> _Supplied records_:

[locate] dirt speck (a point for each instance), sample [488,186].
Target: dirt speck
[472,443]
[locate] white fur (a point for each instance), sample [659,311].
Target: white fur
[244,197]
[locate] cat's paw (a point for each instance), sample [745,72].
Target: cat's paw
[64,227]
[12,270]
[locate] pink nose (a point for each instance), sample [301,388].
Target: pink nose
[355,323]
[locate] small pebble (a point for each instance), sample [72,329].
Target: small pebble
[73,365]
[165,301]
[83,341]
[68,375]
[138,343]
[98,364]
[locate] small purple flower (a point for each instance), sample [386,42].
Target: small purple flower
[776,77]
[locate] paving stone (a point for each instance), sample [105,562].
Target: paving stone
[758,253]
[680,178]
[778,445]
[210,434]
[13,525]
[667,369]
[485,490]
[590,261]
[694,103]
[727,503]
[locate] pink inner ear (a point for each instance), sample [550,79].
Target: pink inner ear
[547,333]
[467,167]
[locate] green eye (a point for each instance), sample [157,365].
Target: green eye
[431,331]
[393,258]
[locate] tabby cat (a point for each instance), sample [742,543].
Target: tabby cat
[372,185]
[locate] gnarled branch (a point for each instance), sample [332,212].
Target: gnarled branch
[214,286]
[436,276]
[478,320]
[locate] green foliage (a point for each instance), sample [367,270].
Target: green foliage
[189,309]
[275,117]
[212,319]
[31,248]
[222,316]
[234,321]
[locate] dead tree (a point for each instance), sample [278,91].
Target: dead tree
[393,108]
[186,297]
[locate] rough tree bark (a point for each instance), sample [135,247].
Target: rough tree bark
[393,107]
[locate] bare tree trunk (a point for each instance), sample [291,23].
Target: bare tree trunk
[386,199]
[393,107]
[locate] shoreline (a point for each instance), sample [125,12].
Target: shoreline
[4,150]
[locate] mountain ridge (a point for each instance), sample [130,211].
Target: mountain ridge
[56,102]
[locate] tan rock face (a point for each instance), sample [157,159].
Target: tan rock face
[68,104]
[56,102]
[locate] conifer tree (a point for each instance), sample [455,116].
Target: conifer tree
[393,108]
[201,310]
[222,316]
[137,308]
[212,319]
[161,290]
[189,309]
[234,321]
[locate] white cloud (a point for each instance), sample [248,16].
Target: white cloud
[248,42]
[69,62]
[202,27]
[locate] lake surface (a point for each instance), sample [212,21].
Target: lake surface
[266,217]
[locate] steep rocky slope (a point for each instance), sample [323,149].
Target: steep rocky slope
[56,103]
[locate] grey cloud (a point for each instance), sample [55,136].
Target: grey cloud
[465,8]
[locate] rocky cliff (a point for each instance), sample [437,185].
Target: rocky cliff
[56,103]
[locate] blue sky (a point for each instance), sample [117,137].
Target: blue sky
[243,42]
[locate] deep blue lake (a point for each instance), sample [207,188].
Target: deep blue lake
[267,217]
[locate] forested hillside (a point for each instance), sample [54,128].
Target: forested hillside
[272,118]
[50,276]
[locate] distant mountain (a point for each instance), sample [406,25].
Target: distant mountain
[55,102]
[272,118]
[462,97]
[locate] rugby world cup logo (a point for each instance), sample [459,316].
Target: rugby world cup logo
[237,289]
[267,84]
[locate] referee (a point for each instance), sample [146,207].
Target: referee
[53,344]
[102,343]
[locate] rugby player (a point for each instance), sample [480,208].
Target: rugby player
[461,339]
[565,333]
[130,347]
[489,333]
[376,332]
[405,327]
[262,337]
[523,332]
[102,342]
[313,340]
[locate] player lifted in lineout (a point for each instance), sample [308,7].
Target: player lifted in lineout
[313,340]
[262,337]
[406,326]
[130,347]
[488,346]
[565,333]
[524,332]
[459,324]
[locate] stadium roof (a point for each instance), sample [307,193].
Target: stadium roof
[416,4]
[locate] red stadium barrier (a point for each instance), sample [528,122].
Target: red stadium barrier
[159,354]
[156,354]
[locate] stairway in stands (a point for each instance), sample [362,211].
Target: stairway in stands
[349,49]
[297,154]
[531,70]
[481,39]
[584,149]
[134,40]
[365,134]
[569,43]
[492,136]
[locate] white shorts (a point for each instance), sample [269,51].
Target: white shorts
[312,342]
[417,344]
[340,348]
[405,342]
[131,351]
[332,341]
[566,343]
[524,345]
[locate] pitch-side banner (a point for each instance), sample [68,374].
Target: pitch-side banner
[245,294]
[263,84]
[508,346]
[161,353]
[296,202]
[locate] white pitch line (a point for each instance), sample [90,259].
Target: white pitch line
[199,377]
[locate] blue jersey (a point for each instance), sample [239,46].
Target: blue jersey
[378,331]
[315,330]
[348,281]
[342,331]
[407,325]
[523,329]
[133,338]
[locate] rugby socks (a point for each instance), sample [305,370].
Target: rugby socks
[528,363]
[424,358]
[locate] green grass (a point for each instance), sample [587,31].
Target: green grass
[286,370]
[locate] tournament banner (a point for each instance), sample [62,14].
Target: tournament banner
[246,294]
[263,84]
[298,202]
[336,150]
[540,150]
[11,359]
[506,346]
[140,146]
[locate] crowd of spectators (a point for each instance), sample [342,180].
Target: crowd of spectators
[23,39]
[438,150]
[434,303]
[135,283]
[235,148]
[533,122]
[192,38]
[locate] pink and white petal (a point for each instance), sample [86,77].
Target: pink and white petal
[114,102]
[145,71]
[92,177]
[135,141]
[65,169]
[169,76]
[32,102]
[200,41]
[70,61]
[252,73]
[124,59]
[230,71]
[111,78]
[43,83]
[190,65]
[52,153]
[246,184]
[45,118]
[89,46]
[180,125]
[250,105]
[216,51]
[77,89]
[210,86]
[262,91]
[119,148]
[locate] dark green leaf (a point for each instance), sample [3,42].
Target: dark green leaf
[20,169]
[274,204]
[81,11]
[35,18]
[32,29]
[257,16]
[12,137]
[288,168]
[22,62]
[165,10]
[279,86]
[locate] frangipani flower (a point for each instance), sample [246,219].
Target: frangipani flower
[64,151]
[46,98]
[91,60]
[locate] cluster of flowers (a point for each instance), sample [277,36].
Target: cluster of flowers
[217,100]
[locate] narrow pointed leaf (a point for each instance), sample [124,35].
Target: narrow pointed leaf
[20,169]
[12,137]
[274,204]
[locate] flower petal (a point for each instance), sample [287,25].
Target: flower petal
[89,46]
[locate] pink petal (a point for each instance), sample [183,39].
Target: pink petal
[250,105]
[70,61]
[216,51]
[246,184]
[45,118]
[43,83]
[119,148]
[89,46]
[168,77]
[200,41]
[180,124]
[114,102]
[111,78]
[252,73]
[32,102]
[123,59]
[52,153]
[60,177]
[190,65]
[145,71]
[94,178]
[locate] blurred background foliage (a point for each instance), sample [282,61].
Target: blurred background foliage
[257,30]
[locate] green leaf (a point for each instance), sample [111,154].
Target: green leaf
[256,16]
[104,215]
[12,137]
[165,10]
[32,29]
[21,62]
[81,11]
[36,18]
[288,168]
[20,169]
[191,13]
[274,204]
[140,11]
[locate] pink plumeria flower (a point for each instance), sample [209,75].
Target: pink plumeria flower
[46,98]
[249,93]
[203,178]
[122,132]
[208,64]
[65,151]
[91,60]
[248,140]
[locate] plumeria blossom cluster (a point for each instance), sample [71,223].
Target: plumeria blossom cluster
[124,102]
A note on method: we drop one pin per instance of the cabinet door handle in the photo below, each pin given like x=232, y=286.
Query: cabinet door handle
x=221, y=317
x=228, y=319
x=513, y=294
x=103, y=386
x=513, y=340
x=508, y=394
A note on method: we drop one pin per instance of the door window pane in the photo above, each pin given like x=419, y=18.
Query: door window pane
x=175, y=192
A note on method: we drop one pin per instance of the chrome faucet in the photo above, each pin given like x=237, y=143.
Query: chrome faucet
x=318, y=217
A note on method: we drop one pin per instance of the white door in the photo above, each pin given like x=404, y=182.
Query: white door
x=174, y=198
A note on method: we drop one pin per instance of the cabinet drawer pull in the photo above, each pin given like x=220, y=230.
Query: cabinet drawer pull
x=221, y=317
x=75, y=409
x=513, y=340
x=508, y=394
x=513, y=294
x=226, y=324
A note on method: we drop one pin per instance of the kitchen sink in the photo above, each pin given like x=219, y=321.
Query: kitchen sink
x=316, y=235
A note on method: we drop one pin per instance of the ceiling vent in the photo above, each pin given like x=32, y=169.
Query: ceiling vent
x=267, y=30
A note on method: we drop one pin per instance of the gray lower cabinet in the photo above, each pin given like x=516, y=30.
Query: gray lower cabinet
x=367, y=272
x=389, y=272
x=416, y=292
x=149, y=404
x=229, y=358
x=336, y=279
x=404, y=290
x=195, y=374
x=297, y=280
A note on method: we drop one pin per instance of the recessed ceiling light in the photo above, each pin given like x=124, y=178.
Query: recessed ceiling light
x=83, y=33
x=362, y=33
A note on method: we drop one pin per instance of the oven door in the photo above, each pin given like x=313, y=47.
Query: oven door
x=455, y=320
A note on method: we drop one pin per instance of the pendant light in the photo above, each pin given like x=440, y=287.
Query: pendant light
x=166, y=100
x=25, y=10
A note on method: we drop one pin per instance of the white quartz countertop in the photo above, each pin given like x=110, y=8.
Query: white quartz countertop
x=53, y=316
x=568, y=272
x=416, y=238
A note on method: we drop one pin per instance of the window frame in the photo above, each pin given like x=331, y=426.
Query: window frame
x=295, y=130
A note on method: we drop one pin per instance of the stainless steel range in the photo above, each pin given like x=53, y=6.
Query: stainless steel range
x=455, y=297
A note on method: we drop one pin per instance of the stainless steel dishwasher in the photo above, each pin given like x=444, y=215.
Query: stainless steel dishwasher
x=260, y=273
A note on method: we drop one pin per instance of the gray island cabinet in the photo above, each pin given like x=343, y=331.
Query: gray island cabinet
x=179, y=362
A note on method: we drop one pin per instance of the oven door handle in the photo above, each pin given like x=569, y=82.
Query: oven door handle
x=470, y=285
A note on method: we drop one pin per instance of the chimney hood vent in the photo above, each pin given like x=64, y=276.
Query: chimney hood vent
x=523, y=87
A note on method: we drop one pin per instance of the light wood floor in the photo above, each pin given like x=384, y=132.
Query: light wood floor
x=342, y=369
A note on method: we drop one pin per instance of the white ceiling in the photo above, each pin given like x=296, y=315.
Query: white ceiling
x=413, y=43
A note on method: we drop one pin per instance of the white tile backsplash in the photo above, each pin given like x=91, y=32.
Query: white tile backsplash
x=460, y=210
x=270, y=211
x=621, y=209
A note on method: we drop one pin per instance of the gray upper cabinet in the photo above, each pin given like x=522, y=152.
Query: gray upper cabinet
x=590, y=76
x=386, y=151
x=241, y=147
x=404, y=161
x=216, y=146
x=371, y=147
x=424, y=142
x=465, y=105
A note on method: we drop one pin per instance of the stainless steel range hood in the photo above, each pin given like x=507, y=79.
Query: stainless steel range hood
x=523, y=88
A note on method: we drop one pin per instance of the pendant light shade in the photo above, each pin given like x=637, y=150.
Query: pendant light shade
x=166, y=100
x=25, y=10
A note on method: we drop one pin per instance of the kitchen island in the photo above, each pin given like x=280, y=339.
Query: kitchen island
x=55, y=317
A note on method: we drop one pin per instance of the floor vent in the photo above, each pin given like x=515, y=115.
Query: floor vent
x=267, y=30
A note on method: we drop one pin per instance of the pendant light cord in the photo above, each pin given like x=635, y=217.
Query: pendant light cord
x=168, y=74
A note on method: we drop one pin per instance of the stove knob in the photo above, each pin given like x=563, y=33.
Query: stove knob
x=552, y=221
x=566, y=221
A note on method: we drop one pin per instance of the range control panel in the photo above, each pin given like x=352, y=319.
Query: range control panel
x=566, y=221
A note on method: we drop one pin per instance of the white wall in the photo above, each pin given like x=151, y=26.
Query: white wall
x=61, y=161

> _Problem details_:
Using the entries above, return exactly the lines from the line with "Query: white ceiling" to the line with "like x=280, y=339.", counting both of those lines.

> _Result for this task_:
Query: white ceiling
x=413, y=43
A note on method: we drop one pin per instance of the white tile backsplash in the photo above, each pin given like x=91, y=32.
Query: white tile backsplash
x=460, y=210
x=270, y=211
x=621, y=209
A note on method: we drop one pin per instance of the gray upper cabinet in the photo above, each pin given like x=522, y=152.
Query: gray upper cabinet
x=590, y=76
x=386, y=151
x=241, y=147
x=404, y=161
x=216, y=146
x=371, y=147
x=424, y=142
x=465, y=105
A note on method: we drop one pin per instance of the stainless steel range hood in the photo above, each pin given like x=507, y=79.
Query: stainless steel range hood
x=523, y=88
A note on method: we drop one pin per instance of the pendant light shade in the photo above, each pin given like x=637, y=150.
Query: pendant light shade
x=166, y=100
x=25, y=10
A note on method: we drop one pin per instance of the kitchen island in the photo above, each pin given like x=280, y=339.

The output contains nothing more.